> Assignment: Your copy of the data should match it exactly, except that the pictures are gone.

== Records for this exercise ==

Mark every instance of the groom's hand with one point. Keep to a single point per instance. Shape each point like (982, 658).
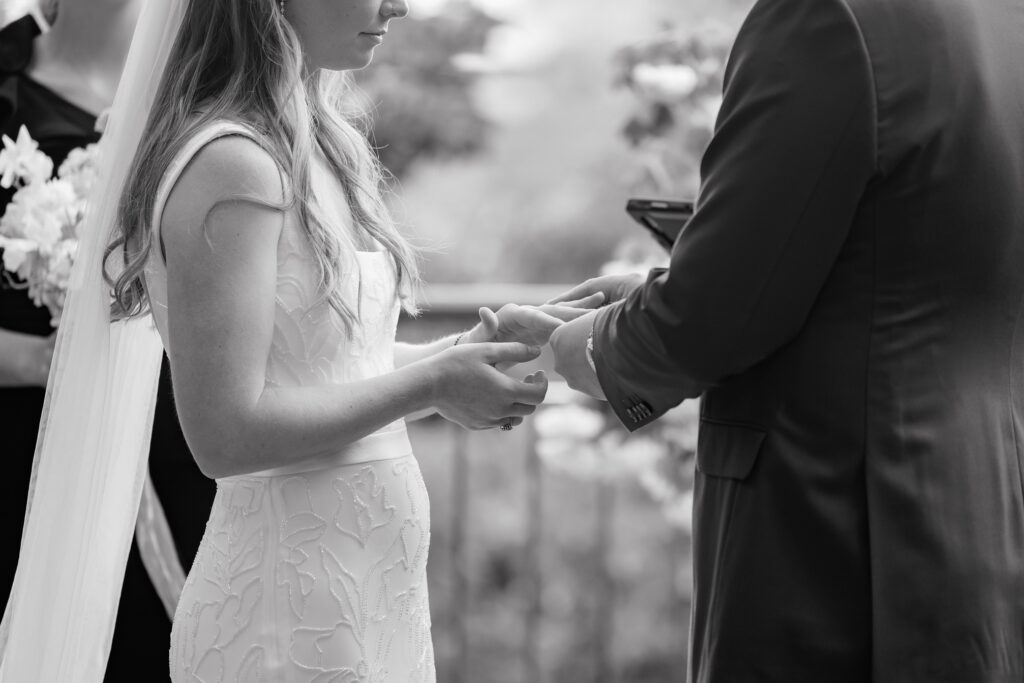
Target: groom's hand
(471, 392)
(607, 289)
(569, 344)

===

> Result of the exercise:
Mark every instance of the groom's hand with one point. Keep to a single point per instance. Shape each point like (982, 658).
Target: groom's hand
(471, 392)
(607, 289)
(569, 344)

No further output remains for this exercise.